═════ Given data ═════

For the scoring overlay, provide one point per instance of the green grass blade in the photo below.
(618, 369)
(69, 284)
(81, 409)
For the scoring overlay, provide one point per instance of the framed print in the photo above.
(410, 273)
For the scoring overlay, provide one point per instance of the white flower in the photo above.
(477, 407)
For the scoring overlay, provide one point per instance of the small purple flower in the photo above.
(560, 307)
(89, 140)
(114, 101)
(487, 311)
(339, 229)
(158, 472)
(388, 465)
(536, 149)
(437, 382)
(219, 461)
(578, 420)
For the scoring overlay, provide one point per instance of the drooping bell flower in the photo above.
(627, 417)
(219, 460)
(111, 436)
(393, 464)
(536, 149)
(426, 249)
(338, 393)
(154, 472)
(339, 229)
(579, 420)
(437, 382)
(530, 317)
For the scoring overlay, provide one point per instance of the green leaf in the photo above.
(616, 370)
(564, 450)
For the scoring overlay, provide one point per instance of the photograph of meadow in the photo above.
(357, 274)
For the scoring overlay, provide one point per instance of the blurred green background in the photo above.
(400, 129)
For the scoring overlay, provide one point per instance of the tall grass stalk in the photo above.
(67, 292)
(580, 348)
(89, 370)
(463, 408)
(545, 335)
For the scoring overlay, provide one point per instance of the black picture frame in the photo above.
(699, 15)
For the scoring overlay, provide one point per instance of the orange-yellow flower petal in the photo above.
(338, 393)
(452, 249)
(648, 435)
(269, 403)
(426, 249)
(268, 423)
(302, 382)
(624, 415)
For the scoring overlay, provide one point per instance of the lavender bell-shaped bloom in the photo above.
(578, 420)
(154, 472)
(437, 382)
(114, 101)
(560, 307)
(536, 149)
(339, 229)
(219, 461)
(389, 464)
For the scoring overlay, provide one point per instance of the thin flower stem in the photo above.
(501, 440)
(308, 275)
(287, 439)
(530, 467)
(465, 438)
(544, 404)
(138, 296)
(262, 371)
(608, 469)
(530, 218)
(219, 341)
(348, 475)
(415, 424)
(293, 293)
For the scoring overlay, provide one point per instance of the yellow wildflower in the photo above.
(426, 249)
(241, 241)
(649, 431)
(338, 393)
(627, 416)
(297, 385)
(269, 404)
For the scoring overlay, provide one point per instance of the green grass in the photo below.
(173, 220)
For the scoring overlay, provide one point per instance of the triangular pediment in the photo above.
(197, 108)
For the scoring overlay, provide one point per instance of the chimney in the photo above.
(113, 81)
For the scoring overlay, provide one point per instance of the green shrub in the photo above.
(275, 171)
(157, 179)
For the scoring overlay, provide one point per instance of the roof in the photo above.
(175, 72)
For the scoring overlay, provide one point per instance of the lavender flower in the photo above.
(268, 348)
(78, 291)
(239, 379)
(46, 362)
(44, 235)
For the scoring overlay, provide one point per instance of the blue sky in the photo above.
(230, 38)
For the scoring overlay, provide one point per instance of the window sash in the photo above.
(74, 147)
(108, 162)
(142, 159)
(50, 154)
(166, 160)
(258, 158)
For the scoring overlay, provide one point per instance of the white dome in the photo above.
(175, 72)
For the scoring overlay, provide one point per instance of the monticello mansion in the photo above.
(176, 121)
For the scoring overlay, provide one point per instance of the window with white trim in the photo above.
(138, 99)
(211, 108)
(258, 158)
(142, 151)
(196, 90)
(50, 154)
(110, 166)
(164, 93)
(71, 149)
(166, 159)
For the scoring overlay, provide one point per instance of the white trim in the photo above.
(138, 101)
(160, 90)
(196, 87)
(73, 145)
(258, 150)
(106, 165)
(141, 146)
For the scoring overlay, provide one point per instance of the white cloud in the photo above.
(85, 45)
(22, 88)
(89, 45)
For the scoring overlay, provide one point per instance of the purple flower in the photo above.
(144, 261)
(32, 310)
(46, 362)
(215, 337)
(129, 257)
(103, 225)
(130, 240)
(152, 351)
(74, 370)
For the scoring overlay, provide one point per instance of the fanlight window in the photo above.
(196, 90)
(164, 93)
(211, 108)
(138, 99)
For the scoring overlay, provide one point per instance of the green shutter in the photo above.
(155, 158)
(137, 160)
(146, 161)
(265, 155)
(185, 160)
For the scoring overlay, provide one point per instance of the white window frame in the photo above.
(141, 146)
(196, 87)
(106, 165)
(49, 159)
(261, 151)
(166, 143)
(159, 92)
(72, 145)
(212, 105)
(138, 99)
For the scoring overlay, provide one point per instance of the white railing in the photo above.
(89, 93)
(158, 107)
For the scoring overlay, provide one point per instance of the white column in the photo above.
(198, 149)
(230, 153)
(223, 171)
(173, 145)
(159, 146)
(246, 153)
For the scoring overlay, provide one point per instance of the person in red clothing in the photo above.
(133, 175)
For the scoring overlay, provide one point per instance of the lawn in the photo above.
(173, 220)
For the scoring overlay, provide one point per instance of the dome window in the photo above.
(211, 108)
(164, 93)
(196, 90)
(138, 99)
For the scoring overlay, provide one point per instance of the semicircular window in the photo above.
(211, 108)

═════

Repeat the entries shown above, every one, word for word.

Finished exercise
For the scoring overlay, provide one point per instance of the green grass blade in the photo below.
(618, 369)
(69, 284)
(81, 409)
For the scoring overlay, provide one point per instance of the framed print in the photo above.
(410, 273)
For the scoring overlay, provide one point per instance of the white flower in the photo above.
(477, 407)
For the scoring overlay, provide one point per instance of the small purple flower in the photo above.
(560, 307)
(89, 140)
(114, 101)
(487, 311)
(339, 229)
(158, 472)
(388, 465)
(536, 149)
(437, 382)
(219, 461)
(578, 420)
For the scoring overlay, provide one point per instance of the drooping bell flower in the photo above.
(627, 417)
(219, 460)
(111, 436)
(393, 464)
(536, 149)
(426, 249)
(338, 393)
(154, 472)
(339, 229)
(579, 420)
(437, 382)
(530, 317)
For the scoring overlay, provide one point per instance of the green leaf in the photo above.
(616, 370)
(564, 450)
For the scoring overlay, provide one point per instance of the photograph of meadow in the photo above.
(357, 274)
For the scoring overlay, provide one point per instance of the blurred green background in the photo above.
(400, 129)
For the scoring overlay, provide one point per instance of the tall grass stalk in the photo above.
(67, 292)
(580, 348)
(89, 370)
(463, 408)
(545, 335)
For the scoring overlay, provide one point per instance of the black picture frame in the photo above.
(699, 15)
For the scoring overlay, provide one point per instance of the orange-yellow flower petal in the photo above.
(338, 393)
(452, 249)
(648, 435)
(269, 403)
(426, 249)
(268, 423)
(302, 382)
(624, 415)
For the scoring overlay, provide one point per instance of the lavender bell-shaped bloom in the photo above.
(578, 420)
(154, 472)
(437, 382)
(114, 101)
(560, 307)
(536, 149)
(339, 229)
(219, 461)
(389, 464)
For the scoring overlay, provide one point per instance of the thin flower stem in the photo above.
(501, 440)
(308, 275)
(287, 439)
(530, 467)
(465, 438)
(544, 404)
(138, 296)
(262, 371)
(608, 469)
(530, 218)
(219, 341)
(348, 475)
(415, 424)
(293, 293)
For the scoring overlay, provide one point per instance of the yellow wildflower in the photo above.
(426, 249)
(241, 241)
(649, 431)
(338, 393)
(627, 416)
(297, 385)
(269, 404)
For the scoring overlay, provide one point per instance of the green grass in the photo below.
(173, 220)
For the scoring overlay, provide one point per instance of the triangular pediment in the photo above.
(197, 108)
For the scoring overlay, provide one point per instance of the chimney in the photo above.
(113, 81)
For the scoring overlay, provide one point per instance of the green shrub in the photo above.
(275, 171)
(157, 179)
For the scoring overlay, provide one point per instance of the roof in the photo above.
(175, 72)
For the scoring overlay, provide one point per instance of the lavender flower in the photo above.
(268, 348)
(78, 291)
(239, 379)
(46, 362)
(44, 235)
For the scoring overlay, provide one point per instance of the blue sky in the photo above.
(230, 38)
For the scoring overlay, provide one point per instance of the window sash in the photo above.
(74, 147)
(108, 162)
(142, 159)
(50, 154)
(166, 160)
(258, 158)
For the scoring overlay, provide one point per instance of the white dome in the photo above.
(175, 72)
For the scoring overlay, provide one point per instance of the monticello mansion in the photo above.
(176, 121)
For the scoring overlay, provide one point per instance of the window with white trim in the photo above.
(138, 99)
(211, 108)
(258, 158)
(142, 151)
(196, 90)
(50, 154)
(110, 166)
(164, 93)
(71, 149)
(166, 159)
For the scoring overlay, provide one point per instance of the white trim in the photo above.
(138, 101)
(160, 90)
(196, 87)
(73, 145)
(258, 150)
(106, 165)
(141, 146)
For the scoring overlay, provide one point per instance of the white cloud in the photo above.
(85, 45)
(22, 88)
(89, 45)
For the scoring overlay, provide one point per instance of the purple flower in the photo above.
(144, 261)
(32, 310)
(46, 362)
(215, 337)
(129, 257)
(103, 225)
(130, 240)
(152, 351)
(74, 370)
For the scoring overlay, provide one point per instance of the fanlight window in the photo above.
(196, 90)
(164, 93)
(211, 108)
(138, 99)
For the scoring overlay, provide one point per instance of the green shutter in the photo above.
(155, 158)
(137, 160)
(146, 161)
(265, 155)
(185, 160)
For the scoring overlay, provide one point per instance of the white window frame in the photo above.
(141, 146)
(196, 87)
(106, 165)
(49, 159)
(261, 151)
(166, 143)
(159, 92)
(72, 145)
(212, 105)
(138, 99)
For the scoring overlay, provide one point per instance of the white railing in the photo above.
(89, 93)
(158, 107)
For the scoring overlay, provide one point per instance of the white column in the photo above.
(198, 149)
(230, 153)
(223, 171)
(173, 145)
(159, 146)
(246, 153)
For the scoring overlay, provide one point per instance of the person in red clothing in the photo above.
(133, 175)
For the scoring overlay, provide one point per instance of the lawn in the photo above.
(173, 220)
For the scoring overlay, provide one point per instance of the dome window in the photo above.
(211, 108)
(164, 93)
(196, 90)
(138, 99)
For the scoring overlay, provide one point per instance of the semicircular window in the photo above.
(211, 108)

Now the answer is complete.